◆ DATA TO USE
§ §
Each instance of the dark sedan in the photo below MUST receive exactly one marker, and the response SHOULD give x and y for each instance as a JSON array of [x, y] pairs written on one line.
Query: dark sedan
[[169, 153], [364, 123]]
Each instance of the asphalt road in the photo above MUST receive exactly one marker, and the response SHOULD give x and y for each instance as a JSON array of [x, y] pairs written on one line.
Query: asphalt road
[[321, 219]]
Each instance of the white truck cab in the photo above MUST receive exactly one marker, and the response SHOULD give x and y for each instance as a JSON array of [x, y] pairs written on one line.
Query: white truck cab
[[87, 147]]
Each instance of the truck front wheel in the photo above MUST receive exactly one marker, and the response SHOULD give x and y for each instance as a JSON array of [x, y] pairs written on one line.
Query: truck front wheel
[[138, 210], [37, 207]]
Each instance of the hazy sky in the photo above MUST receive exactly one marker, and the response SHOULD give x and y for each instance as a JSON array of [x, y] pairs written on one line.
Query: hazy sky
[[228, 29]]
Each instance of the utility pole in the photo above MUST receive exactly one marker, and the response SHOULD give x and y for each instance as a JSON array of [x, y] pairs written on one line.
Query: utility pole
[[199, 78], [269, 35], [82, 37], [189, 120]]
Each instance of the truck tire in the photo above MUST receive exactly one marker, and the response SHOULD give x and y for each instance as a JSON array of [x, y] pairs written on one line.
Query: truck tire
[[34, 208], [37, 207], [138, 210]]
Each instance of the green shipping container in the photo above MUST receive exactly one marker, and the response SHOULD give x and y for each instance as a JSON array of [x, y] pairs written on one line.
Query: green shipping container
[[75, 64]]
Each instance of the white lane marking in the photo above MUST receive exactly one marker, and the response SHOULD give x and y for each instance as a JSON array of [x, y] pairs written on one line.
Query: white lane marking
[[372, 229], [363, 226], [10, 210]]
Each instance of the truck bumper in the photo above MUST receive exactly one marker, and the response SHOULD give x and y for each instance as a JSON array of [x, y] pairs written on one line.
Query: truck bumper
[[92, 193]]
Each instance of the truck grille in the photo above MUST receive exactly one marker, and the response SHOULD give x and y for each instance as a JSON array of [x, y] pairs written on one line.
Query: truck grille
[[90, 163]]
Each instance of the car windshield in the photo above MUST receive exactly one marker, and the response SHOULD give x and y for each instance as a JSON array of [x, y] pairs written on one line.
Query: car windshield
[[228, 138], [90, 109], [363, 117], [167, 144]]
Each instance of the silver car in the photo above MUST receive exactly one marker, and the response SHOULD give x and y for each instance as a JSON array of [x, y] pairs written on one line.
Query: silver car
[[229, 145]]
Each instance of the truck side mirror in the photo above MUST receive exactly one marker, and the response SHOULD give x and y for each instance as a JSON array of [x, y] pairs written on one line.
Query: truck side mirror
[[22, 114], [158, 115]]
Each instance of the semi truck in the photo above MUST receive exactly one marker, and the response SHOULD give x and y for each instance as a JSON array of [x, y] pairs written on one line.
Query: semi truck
§ §
◆ PROBLEM DETAILS
Produce an exact copy of each line from the one holding "Each instance of the semi" through the last line of the records, both included, and nothing more.

◆ ANSWER TO THE PROBLEM
Each instance of the semi truck in the photo above MUST receive exactly one marker, and the response SHOULD give x and y for each instance as a JSON array of [x, y] pairs written on one line.
Query: semi truck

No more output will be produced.